> **WORK INSTRUCTION**:
Scan the entries below for the word "like" and copy every line in which it occurs.

(Beginning of MATERIAL FOR THE TASK)

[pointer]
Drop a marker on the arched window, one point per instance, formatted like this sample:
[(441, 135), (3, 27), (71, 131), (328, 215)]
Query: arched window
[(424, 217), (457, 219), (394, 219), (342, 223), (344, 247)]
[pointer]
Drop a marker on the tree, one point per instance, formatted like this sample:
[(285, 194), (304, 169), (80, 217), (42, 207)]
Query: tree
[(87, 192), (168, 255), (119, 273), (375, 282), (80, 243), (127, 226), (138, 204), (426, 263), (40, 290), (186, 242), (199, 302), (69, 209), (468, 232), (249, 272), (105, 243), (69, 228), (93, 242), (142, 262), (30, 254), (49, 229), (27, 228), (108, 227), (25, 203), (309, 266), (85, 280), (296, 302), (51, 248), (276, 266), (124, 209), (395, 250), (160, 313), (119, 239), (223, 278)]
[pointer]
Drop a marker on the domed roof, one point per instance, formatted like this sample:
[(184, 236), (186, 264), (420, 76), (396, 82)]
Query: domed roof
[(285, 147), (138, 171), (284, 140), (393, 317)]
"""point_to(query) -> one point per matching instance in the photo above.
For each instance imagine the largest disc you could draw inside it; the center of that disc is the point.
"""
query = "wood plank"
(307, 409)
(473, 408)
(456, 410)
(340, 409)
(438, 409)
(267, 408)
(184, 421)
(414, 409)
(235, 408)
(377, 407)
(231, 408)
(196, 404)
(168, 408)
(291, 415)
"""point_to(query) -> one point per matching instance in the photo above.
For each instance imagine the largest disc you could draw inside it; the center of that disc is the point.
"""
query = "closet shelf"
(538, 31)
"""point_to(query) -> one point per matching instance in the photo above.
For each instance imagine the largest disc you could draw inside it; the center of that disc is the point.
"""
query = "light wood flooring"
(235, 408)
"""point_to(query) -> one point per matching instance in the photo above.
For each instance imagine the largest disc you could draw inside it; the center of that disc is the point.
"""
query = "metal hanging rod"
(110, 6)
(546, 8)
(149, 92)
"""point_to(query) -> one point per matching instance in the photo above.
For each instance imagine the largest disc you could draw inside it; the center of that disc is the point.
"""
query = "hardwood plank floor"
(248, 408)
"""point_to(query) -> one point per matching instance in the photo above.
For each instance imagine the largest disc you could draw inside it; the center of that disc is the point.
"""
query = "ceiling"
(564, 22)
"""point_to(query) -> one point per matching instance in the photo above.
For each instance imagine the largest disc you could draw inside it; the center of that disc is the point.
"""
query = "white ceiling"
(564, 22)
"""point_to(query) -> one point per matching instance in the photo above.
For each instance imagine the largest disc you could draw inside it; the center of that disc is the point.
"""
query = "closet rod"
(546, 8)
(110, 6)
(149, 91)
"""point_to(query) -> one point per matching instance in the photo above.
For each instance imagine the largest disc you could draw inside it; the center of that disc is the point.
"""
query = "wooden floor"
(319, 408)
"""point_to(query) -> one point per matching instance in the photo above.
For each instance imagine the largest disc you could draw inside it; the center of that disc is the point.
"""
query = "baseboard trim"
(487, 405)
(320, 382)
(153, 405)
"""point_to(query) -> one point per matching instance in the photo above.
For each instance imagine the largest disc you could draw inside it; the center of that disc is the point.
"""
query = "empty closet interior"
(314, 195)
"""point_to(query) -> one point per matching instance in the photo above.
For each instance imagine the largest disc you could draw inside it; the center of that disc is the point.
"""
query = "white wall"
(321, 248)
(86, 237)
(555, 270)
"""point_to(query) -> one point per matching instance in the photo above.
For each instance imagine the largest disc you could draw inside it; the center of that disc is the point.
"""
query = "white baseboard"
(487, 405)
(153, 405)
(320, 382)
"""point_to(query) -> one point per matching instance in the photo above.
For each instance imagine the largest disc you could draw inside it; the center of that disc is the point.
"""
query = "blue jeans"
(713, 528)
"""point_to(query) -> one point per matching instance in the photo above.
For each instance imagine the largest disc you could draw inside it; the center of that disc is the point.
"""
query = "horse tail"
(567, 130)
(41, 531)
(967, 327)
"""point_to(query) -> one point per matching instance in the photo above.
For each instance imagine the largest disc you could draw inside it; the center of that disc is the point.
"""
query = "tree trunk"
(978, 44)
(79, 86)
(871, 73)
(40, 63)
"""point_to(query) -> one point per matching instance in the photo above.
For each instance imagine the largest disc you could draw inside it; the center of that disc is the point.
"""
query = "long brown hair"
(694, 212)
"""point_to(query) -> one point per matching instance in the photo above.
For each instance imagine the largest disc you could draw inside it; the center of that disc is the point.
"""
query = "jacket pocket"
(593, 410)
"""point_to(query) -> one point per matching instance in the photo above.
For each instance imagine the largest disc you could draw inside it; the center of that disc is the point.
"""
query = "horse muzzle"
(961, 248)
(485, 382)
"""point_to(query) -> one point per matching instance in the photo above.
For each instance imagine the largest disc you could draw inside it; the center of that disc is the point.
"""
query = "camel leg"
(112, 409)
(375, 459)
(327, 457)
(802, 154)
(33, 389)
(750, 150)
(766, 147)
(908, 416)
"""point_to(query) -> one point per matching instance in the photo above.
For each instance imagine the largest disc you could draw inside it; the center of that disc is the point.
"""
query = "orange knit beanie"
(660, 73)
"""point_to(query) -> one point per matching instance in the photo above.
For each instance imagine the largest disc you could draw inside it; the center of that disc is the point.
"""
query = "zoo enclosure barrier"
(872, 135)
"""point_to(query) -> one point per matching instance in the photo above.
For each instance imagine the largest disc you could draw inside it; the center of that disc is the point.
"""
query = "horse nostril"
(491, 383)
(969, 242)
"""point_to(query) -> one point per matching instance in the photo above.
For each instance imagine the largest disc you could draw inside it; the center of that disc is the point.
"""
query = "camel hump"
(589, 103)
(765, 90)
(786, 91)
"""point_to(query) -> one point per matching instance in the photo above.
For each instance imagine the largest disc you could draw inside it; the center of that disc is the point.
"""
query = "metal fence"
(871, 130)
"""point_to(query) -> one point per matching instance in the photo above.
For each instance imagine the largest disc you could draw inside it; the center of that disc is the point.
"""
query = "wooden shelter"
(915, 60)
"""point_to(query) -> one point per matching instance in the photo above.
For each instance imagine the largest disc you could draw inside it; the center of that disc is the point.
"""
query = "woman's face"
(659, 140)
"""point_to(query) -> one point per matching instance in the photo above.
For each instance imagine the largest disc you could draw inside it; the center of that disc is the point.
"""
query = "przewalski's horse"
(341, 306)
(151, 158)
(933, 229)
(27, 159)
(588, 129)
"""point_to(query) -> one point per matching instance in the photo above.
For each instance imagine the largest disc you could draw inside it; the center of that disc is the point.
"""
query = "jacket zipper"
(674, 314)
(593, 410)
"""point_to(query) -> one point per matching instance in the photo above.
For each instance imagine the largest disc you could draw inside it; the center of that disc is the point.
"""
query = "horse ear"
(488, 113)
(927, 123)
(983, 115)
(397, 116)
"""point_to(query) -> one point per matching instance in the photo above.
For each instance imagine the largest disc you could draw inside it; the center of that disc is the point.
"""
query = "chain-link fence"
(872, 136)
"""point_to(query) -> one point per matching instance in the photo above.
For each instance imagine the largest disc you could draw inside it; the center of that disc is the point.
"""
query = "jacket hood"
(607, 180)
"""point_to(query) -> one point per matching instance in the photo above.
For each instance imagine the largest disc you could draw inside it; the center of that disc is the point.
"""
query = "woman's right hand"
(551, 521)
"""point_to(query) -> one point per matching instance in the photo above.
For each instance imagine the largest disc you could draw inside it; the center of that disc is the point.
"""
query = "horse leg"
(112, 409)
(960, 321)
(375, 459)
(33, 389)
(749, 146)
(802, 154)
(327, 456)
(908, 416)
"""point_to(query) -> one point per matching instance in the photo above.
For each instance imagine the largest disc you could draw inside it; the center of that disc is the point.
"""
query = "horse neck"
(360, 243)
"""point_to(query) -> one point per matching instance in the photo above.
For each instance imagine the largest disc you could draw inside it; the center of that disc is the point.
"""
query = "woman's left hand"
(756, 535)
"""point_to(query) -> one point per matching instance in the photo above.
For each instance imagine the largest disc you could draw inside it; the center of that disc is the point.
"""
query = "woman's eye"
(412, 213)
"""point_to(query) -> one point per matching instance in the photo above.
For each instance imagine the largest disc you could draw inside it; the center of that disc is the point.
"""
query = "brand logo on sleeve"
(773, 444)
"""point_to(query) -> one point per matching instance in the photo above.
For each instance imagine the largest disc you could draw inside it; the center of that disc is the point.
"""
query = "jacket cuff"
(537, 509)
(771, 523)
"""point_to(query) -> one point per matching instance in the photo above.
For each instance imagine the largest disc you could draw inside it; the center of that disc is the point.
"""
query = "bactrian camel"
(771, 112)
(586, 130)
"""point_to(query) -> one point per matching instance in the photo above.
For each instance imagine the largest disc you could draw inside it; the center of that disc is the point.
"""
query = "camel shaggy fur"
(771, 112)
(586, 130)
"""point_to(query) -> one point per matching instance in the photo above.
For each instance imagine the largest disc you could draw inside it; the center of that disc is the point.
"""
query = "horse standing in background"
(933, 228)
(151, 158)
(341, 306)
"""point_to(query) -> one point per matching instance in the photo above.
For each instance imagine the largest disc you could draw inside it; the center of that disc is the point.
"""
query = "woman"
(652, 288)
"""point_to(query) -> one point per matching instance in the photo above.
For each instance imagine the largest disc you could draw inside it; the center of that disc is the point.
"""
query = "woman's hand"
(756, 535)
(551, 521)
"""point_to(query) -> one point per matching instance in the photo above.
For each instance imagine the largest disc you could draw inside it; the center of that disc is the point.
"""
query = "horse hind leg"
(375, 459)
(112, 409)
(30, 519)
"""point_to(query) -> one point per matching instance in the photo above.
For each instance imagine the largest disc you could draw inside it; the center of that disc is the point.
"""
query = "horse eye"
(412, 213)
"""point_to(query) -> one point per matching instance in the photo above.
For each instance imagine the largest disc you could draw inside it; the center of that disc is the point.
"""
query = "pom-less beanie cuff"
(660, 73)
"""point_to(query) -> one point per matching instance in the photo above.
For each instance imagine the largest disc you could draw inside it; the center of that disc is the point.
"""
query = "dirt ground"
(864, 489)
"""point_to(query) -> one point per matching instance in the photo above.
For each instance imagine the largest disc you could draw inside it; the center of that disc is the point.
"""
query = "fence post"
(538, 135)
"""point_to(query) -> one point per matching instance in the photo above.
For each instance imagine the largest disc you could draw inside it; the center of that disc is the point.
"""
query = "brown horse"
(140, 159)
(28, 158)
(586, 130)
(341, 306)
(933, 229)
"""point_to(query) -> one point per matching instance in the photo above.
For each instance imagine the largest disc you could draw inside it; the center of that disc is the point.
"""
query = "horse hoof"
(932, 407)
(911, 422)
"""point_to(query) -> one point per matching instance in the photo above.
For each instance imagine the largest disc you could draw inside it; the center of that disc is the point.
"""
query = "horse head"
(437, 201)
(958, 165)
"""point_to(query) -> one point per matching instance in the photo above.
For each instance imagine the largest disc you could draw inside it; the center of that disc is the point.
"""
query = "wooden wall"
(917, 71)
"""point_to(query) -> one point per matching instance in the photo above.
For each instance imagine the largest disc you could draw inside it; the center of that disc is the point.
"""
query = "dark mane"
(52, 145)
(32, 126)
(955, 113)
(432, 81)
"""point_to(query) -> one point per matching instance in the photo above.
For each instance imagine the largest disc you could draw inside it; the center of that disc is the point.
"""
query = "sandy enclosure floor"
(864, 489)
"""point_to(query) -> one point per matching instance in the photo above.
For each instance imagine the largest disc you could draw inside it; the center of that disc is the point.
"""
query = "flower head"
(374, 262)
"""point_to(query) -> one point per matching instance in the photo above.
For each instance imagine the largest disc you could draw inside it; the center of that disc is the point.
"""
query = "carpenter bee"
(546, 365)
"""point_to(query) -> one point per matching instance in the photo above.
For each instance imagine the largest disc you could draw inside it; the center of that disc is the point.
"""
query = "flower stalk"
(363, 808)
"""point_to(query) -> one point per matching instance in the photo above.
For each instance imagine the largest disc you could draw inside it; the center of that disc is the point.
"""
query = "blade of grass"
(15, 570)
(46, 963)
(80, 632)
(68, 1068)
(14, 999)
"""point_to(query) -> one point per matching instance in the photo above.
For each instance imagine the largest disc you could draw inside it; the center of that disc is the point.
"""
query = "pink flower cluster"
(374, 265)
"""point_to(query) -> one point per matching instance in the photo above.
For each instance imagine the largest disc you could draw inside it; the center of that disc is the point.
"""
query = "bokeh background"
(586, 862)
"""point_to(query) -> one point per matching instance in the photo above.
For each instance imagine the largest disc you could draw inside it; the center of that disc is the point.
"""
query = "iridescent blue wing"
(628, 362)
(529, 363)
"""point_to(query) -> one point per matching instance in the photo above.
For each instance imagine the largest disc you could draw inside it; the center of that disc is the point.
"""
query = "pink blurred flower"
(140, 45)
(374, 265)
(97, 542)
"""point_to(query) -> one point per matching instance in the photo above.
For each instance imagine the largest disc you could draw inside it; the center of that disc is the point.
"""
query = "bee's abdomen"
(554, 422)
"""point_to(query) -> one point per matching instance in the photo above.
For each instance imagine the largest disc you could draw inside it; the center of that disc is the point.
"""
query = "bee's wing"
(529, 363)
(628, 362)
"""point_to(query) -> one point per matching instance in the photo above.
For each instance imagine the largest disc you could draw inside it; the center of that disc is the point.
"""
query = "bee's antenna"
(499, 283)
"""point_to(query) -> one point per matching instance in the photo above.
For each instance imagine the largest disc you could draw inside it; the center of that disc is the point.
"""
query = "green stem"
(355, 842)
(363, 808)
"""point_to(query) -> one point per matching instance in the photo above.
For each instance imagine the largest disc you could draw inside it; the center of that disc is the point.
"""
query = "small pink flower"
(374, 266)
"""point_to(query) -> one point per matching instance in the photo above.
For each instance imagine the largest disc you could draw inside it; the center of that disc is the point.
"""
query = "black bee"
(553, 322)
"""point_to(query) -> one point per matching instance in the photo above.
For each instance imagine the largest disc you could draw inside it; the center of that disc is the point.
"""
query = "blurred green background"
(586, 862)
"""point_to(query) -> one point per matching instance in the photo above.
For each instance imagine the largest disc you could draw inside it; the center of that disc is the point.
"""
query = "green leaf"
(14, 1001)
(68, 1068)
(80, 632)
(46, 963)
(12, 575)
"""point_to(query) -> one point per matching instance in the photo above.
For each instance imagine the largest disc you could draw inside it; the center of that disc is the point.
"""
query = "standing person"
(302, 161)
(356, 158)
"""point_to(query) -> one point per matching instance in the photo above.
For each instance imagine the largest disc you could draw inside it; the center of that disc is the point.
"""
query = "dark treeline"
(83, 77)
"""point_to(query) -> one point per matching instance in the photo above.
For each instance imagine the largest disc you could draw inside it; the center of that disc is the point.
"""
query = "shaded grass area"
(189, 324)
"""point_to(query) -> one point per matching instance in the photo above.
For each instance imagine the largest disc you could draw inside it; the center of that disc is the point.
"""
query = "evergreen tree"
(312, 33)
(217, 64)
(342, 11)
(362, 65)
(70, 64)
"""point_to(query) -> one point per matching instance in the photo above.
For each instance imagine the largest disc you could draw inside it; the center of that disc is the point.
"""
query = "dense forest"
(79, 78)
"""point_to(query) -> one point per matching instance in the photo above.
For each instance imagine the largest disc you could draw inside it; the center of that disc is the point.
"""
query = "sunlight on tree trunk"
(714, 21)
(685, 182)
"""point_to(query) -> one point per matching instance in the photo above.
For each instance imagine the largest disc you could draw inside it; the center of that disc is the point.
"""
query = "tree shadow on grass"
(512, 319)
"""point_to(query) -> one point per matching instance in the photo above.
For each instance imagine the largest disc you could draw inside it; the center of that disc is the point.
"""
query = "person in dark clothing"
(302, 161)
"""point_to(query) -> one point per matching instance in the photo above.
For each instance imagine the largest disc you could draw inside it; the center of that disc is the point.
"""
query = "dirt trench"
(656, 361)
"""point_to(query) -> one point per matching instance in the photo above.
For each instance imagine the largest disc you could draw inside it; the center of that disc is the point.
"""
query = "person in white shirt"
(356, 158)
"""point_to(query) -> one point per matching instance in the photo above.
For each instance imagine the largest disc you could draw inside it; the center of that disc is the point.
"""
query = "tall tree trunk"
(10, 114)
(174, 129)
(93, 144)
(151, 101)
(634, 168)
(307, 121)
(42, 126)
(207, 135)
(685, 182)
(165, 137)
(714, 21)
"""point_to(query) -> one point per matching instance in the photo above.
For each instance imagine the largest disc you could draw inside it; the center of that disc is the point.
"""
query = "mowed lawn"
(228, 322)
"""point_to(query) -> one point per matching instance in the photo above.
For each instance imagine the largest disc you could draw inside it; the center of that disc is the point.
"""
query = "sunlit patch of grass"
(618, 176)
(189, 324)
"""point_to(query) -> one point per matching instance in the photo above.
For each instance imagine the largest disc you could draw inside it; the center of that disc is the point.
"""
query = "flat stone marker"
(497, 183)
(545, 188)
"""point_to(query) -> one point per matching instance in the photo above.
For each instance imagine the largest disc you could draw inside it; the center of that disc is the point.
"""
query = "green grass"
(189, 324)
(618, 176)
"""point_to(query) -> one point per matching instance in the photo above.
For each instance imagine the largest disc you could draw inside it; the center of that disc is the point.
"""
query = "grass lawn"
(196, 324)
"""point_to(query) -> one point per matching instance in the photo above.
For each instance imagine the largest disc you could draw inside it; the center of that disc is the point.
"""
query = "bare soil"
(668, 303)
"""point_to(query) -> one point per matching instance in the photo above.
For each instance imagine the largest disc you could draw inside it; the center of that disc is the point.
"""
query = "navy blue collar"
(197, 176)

(End of MATERIAL FOR THE TASK)

> **RESPONSE BOX**:
Drop a marker on the arched window, one point per instance, formatted like this sample:
Drop a marker on the tree, one point per instance, formatted like this sample:
Drop a marker on the domed roof, one point per instance, formatted like this sample:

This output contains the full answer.